━━━ RECORDS SUPPLIED

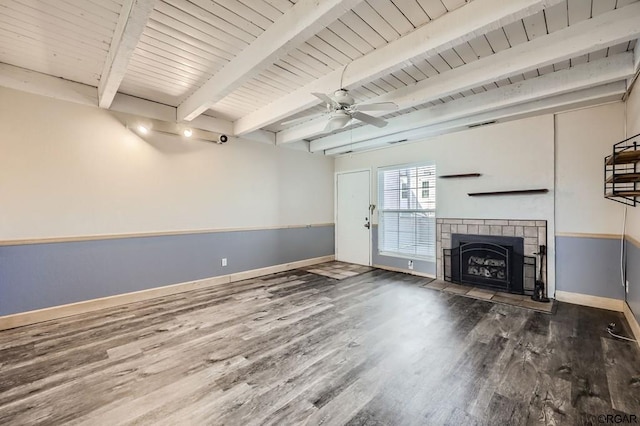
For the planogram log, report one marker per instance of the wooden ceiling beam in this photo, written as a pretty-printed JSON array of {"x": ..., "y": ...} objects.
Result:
[
  {"x": 131, "y": 24},
  {"x": 579, "y": 99},
  {"x": 607, "y": 29},
  {"x": 449, "y": 30},
  {"x": 581, "y": 77},
  {"x": 293, "y": 28}
]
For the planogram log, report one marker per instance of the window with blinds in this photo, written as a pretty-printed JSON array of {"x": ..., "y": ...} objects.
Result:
[{"x": 407, "y": 211}]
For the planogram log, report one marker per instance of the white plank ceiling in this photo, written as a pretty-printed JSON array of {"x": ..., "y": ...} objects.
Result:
[{"x": 185, "y": 43}]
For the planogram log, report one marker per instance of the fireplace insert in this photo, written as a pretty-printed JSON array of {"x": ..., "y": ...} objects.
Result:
[{"x": 493, "y": 262}]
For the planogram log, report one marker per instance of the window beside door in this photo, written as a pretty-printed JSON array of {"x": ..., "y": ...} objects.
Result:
[{"x": 407, "y": 211}]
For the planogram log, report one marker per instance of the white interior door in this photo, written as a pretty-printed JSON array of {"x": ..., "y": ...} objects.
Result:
[{"x": 353, "y": 220}]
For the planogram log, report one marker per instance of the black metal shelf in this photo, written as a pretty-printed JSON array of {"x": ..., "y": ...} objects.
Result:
[{"x": 621, "y": 172}]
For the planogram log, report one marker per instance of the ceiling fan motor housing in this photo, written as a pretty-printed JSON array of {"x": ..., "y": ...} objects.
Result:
[{"x": 343, "y": 98}]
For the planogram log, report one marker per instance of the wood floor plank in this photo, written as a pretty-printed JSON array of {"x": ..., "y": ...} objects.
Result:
[{"x": 298, "y": 347}]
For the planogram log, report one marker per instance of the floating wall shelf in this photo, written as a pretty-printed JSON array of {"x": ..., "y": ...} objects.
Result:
[
  {"x": 514, "y": 192},
  {"x": 460, "y": 175}
]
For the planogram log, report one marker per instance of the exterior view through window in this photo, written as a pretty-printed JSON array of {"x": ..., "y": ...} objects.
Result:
[{"x": 407, "y": 211}]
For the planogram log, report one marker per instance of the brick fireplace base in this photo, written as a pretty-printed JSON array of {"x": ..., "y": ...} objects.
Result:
[{"x": 534, "y": 233}]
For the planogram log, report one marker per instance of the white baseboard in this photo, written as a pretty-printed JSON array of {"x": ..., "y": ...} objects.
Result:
[
  {"x": 633, "y": 323},
  {"x": 55, "y": 312},
  {"x": 404, "y": 271},
  {"x": 592, "y": 301}
]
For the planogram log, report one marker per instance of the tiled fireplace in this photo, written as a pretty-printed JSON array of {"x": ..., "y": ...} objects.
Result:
[{"x": 523, "y": 237}]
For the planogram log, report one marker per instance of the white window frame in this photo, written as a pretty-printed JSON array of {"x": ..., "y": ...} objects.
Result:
[{"x": 382, "y": 210}]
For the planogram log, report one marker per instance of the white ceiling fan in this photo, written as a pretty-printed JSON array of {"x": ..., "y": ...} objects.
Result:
[{"x": 342, "y": 108}]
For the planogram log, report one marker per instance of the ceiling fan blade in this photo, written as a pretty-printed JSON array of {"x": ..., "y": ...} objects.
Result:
[
  {"x": 336, "y": 123},
  {"x": 324, "y": 98},
  {"x": 379, "y": 106},
  {"x": 375, "y": 121},
  {"x": 301, "y": 119}
]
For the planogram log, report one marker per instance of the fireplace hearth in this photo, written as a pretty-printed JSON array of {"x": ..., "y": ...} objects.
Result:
[{"x": 489, "y": 261}]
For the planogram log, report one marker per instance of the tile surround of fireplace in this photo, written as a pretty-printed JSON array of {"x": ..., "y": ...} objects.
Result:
[{"x": 533, "y": 233}]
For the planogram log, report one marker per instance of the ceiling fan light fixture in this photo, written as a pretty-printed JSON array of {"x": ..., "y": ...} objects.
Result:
[{"x": 338, "y": 120}]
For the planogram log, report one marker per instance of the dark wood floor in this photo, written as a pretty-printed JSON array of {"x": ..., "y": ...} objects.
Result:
[{"x": 302, "y": 348}]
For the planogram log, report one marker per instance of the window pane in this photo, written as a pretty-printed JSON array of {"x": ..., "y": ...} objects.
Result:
[{"x": 407, "y": 211}]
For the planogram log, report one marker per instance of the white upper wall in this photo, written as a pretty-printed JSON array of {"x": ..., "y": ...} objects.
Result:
[
  {"x": 583, "y": 138},
  {"x": 510, "y": 156},
  {"x": 633, "y": 128},
  {"x": 72, "y": 170}
]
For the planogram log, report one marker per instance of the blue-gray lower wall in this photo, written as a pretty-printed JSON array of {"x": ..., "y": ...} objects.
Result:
[
  {"x": 633, "y": 276},
  {"x": 589, "y": 266},
  {"x": 423, "y": 266},
  {"x": 43, "y": 275}
]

━━━━━━

# EXERCISE REQUIREMENTS
Transcribe every one of the location labeling records above word for word, leaving out the pictures.

# RESULT FOR THIS TASK
For the planogram log, report one marker per instance of the wooden ceiling beam in this photo, written as a pretty-printed JSON array of {"x": ..., "y": ...} objects.
Result:
[
  {"x": 131, "y": 24},
  {"x": 579, "y": 99},
  {"x": 607, "y": 29},
  {"x": 449, "y": 30},
  {"x": 581, "y": 77},
  {"x": 293, "y": 28}
]
For the planogram log, report one marker per instance of the window with blinds in this photo, written as a pretty-printed JSON array of {"x": ..., "y": ...} objects.
Result:
[{"x": 407, "y": 211}]
For the planogram log, report one marker per instance of the white plank ceiling in this photo, written as a pretty-printed JSON array of {"x": ..., "y": ...} objects.
Result:
[{"x": 185, "y": 43}]
For the planogram log, report one marker per instance of the fireplace insert in this photo, written as a pretty-printed JSON array of {"x": ..., "y": ...} objects.
Result:
[{"x": 493, "y": 262}]
For the planogram log, report one marker per instance of the window beside door in this photo, written as a pretty-printed JSON array of {"x": ..., "y": ...} objects.
Result:
[{"x": 407, "y": 211}]
For the planogram log, report one marker per instance of the white interior door in this photo, written as a pretty-printed JSON array of {"x": ..., "y": ...} objects.
Result:
[{"x": 353, "y": 220}]
For the planogram log, report one marker per instance of the black metal shelf in this photo, written as a pretty-printed JSON array of {"x": ..., "y": ...} objects.
Result:
[{"x": 621, "y": 172}]
For the planogram log, report one marker per instance of the ceiling fan motor housing in this photo, written as a pretty-printed JSON array of {"x": ..., "y": ...} objects.
Result:
[{"x": 343, "y": 98}]
For the planogram log, report one marker per instance of the wood floor plank in this photo, written as a pretty-printed JSON array of {"x": ..., "y": ...} objects.
Result:
[{"x": 298, "y": 347}]
For the planogram log, report one marker per instance of the floating wall shelf in this photo, written as a pretty-printed JSON array of {"x": ..., "y": ...} objects.
Result:
[
  {"x": 514, "y": 192},
  {"x": 460, "y": 175}
]
For the planogram log, report one marker per instance of the exterior view through window in this photo, written as a pretty-printed JSON array of {"x": ..., "y": ...} objects.
Result:
[{"x": 407, "y": 211}]
For the planogram log, report one marker per instance of the brick fireplace base in this photo, written as a pretty-printed JSON array of {"x": ..., "y": ...} objects.
Result:
[{"x": 534, "y": 233}]
For the planogram log, report one marker per instance of the white baseboard in this photo, written as a pretty-printed JSON array of {"x": ..., "y": ...} objects.
Result:
[
  {"x": 633, "y": 323},
  {"x": 55, "y": 312},
  {"x": 404, "y": 271},
  {"x": 592, "y": 301}
]
For the planogram log, report one marker per instance of the tiled fireplace in this photo, written as a pretty-printed JSON array of {"x": ..., "y": ...} objects.
Result:
[{"x": 523, "y": 237}]
For the planogram log, report one marker per instance of the white window frame in this photo, written as a pretty-printed JSON array of {"x": ..., "y": ...} objects.
Result:
[{"x": 382, "y": 210}]
For the planogram log, report one marker per instance of the white ceiling fan in this photo, written as a pretty-printed JSON array of {"x": ..., "y": ...} objects.
Result:
[{"x": 342, "y": 108}]
For the planogram log, report one marker per instance of the ceiling fan blade in this photo, written as a pretty-printed JSON array of {"x": ..., "y": ...} objects.
Result:
[
  {"x": 336, "y": 123},
  {"x": 324, "y": 98},
  {"x": 379, "y": 106},
  {"x": 375, "y": 121},
  {"x": 301, "y": 119}
]
For the planogram log, report one marker per instance of the fireplace hearth in this photo, written as a pretty-printed JSON array of {"x": ..., "y": ...} objects.
Result:
[{"x": 489, "y": 261}]
For the planogram log, report one marker per instance of the tile surround of fireplace in this photo, written as a pretty-printed JSON array of {"x": ..., "y": ...} objects.
Result:
[{"x": 533, "y": 233}]
For the planogram log, report one marker per instance of the ceiling fan light fixture in this photo, written as a pretty-printed JSON array of {"x": ..., "y": ...} objects.
Result:
[{"x": 338, "y": 120}]
For the planogram log, report one marker per instance of the dark wood floor in this photo, written as a pretty-printed JSON array of {"x": ..., "y": ...} objects.
Result:
[{"x": 302, "y": 348}]
For the planogram log, report one marker per instance of the window pane in this photo, written as a pretty-printed JSON array of {"x": ..., "y": ...} objects.
Result:
[{"x": 407, "y": 211}]
For the planogram log, report one marker per instance of the white upper wall in this photo, written as a pretty-printed JSON array of {"x": ..., "y": ...} objects.
Result:
[
  {"x": 583, "y": 138},
  {"x": 510, "y": 156},
  {"x": 633, "y": 128},
  {"x": 72, "y": 170}
]
For the planogram log, report one marker per instance of the blue-gray lower wall in this photo, written as a pretty-printed JSON array of {"x": ..., "y": ...} objects.
Result:
[
  {"x": 633, "y": 276},
  {"x": 589, "y": 266},
  {"x": 423, "y": 266},
  {"x": 43, "y": 275}
]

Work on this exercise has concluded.